Return every line of the items below that contains the word "perform".

Object detection data:
= = = = = = =

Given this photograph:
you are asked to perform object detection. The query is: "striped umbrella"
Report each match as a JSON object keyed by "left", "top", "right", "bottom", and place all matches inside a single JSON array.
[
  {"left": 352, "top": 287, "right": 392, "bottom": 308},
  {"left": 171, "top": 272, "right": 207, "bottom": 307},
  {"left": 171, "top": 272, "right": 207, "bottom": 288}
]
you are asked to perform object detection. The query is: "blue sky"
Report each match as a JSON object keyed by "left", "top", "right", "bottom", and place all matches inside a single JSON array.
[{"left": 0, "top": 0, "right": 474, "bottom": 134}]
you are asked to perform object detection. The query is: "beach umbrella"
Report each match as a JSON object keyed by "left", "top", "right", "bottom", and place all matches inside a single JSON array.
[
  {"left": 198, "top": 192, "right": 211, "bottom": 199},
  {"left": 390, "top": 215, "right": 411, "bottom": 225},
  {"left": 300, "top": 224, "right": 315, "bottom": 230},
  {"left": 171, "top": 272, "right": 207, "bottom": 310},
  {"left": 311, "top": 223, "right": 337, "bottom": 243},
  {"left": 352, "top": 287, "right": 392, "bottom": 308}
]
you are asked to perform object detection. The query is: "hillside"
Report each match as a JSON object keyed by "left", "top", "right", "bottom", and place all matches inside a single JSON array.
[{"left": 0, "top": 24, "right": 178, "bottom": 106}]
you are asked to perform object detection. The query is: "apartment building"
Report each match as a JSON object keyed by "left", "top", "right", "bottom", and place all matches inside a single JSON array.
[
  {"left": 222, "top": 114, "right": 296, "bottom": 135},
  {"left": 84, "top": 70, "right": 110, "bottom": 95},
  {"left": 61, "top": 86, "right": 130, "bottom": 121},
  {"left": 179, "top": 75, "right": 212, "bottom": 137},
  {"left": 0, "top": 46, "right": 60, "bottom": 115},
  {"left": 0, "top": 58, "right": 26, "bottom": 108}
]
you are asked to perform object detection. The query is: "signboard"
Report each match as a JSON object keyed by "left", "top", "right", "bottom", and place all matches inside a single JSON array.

= = = = = = =

Solved problem:
you are asked to perform object detection. The query is: "striped umbrella"
you are asked to perform object detection. The query is: "blue sky"
you are asked to perform object detection. The query is: "beach umbrella"
you are asked to perform object detection. The query is: "hillside"
you are asked to perform object detection. The query is: "apartment building"
you are asked to perform object detection. The query is: "signboard"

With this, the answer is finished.